***** TEXT
This memoir is a sometimes humorous and sometimes painful look back at one young woman's struggle to create a new life and to escape the people and the places that define her -- until she realizes that back in suburban Pittsburgh is exactly where she belongs.
Not only was I not glamorous. I was also not a German speaker.
This is what I told Sheldon in Scheduling, when he called, for the third time in one month, to give me another twenty-four-hour layover in the industrial wasteland of Frankfurt, Germany.
Lost and Found
By Carolyn Parkhurst
"You've lost the game, but what have you found?" That's the question posed by the host of a ficticious "Amazing Race"-type reality show that serves as the backdrop for this new novel, in which teams are eliminated from a worldwide scavenger hunt. Chapters are devoted to individual players and even the show's host as we learn their secrets -- what's behind the mother/daughter team with the strained relationship? What's with the newly married couple who, until just recently, were both leading lives as homosexuals? Why are the two former child actors really on the show?
Fans of "The Amazing Race" will love the moments when we get a glimpse of the show's production team trying to "out" a participant or the contestants' struggle to complete the tasks needed to get ahead. However, the book is much less about the contest than it is about the people who are playing the game -- and in the end, they are all able to answer the question, "What have you found?"
"I'm just going to the bathroom," I say to him. "You can stay with Abby."
"Sorry," [the cameraman] says. "I've gotten instructions to follow you."
I was going to go around the far side of the column, out of Abby's sight, but I change course and head towards the public restrooms near the steps of the terrace. I hope Ken will follow; I don't know how I am going to manage a private conversation with him, but he clearly has something to say to me, and I can't have him following me and Abby.
Robert and I reach the door of the men's room, and I step inside alone. ... After a moment, Ken walks in. It embarrasses me to look at him directly. I turn on the water and hold my hands under the cold spray. Ken walks over and stands at the sink next to mine.
"Hi there," he says. "Romantic little spot you've chosen."
Traveling While Married
By Mary-Lou Weisman
Though not necessarily a how-to guide on traveling better with your spouse, "Traveling While Married" does provide insights, many of them hilarious, into what it is like to travel with your husband or wife. It's largely an account of the travels of Mary-Lou Weisman and her husband Larry, but any married couple will see themselves in the pages of this book. Weisman touches on topics like traveling with other couples, doing things you hate because the one you love wants to, and "fantasy real estate" -- the compulsion to own property in every wonderful place you visit.
**********
***** RECORDS SHOWN
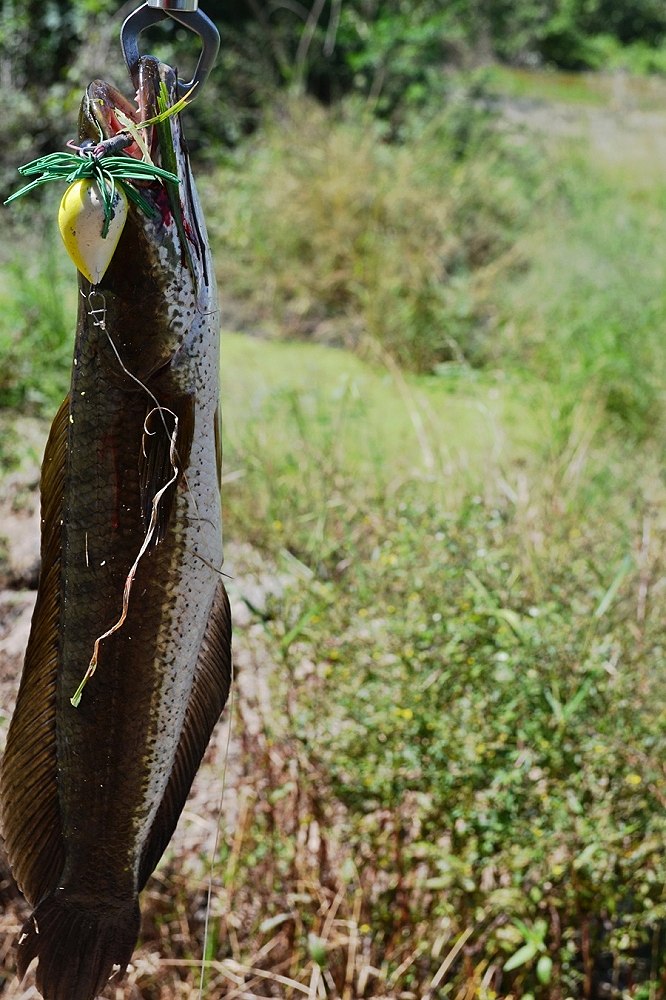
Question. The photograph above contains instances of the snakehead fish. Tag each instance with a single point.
(131, 549)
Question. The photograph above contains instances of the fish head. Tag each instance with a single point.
(159, 281)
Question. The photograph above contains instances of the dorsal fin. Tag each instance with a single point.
(210, 690)
(29, 808)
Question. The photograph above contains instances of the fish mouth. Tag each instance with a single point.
(103, 105)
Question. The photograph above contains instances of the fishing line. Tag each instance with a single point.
(101, 323)
(98, 316)
(129, 580)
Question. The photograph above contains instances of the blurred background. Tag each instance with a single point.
(439, 232)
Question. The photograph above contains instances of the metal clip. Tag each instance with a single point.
(187, 14)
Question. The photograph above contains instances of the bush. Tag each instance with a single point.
(332, 233)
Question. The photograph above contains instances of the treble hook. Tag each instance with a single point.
(186, 12)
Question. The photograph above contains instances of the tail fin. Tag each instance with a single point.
(79, 941)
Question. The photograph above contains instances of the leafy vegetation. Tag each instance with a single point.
(452, 780)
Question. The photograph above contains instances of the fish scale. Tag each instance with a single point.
(90, 795)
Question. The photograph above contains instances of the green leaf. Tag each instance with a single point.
(544, 969)
(522, 956)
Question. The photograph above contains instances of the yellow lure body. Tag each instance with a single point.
(81, 219)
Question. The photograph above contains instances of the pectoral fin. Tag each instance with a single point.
(210, 691)
(29, 809)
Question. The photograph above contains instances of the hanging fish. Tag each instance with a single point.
(128, 663)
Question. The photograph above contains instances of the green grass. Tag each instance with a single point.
(467, 693)
(465, 738)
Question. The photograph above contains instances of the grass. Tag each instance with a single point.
(447, 779)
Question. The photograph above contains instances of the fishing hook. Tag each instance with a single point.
(187, 14)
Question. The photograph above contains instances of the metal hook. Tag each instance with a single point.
(187, 14)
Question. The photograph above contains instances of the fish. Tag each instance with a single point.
(132, 620)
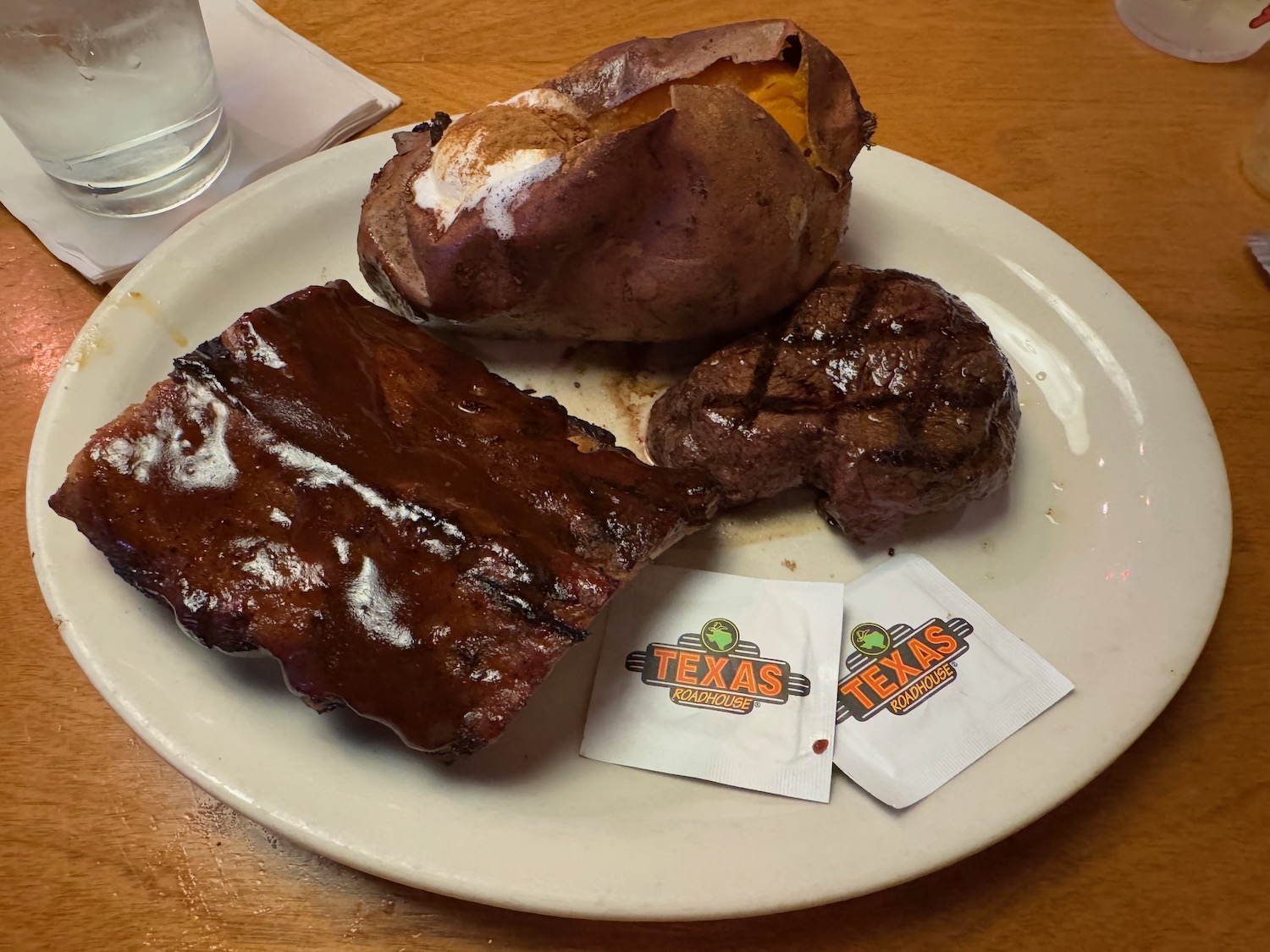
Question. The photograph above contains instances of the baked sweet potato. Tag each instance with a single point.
(660, 190)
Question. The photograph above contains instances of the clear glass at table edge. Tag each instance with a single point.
(1203, 30)
(116, 99)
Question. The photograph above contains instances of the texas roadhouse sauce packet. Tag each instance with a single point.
(930, 682)
(723, 678)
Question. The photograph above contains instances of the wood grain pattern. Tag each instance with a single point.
(1128, 154)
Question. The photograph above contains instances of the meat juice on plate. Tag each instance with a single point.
(124, 96)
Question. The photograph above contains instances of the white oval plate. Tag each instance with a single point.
(1107, 553)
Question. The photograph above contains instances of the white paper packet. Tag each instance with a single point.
(930, 682)
(721, 677)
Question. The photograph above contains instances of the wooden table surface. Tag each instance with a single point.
(1128, 154)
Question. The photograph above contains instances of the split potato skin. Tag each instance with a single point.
(703, 220)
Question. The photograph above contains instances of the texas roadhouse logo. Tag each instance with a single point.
(716, 670)
(896, 669)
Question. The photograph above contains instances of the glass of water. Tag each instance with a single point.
(116, 99)
(1203, 30)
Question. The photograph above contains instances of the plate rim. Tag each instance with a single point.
(544, 901)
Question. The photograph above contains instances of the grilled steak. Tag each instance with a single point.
(881, 390)
(408, 533)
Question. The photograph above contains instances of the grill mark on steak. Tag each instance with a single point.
(408, 533)
(881, 390)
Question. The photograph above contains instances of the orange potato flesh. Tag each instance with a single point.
(774, 85)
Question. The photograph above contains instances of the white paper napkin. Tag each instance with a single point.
(284, 99)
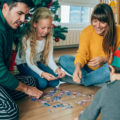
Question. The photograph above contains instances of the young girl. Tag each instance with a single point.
(37, 59)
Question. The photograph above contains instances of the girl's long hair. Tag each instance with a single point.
(30, 34)
(104, 13)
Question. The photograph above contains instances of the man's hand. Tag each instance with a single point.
(48, 76)
(60, 73)
(97, 61)
(29, 90)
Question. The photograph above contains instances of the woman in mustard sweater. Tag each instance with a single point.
(98, 41)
**********
* _REQUIREMENT A_: Repeat the passage of the book excerpts starting with "I was going" and going on through "next to mine.".
* _REQUIREMENT B_: Render as a JSON list of strings the lines of the entries starting with the line with "Question. The photograph above contains instances of the man's" and going on through the final line of the entries, one string per line, leaving out blank lines.
The entries are unrelated to the book excerpts.

* _RESPONSE A_:
I was going to go around the far side of the column, out of Abby's sight, but I change course and head towards the public restrooms near the steps of the terrace. I hope Ken will follow; I don't know how I am going to manage a private conversation with him, but he clearly has something to say to me, and I can't have him following me and Abby.
Robert and I reach the door of the men's room, and I step inside alone. ... After a moment, Ken walks in. It embarrasses me to look at him directly. I turn on the water and hold my hands under the cold spray. Ken walks over and stands at the sink next to mine.

* _RESPONSE B_:
[
  "Question. The photograph above contains instances of the man's hand. Tag each instance with a single point.",
  "(48, 76)",
  "(60, 73)",
  "(97, 61)",
  "(29, 90)",
  "Question. The photograph above contains instances of the woman in mustard sweater. Tag each instance with a single point.",
  "(98, 41)"
]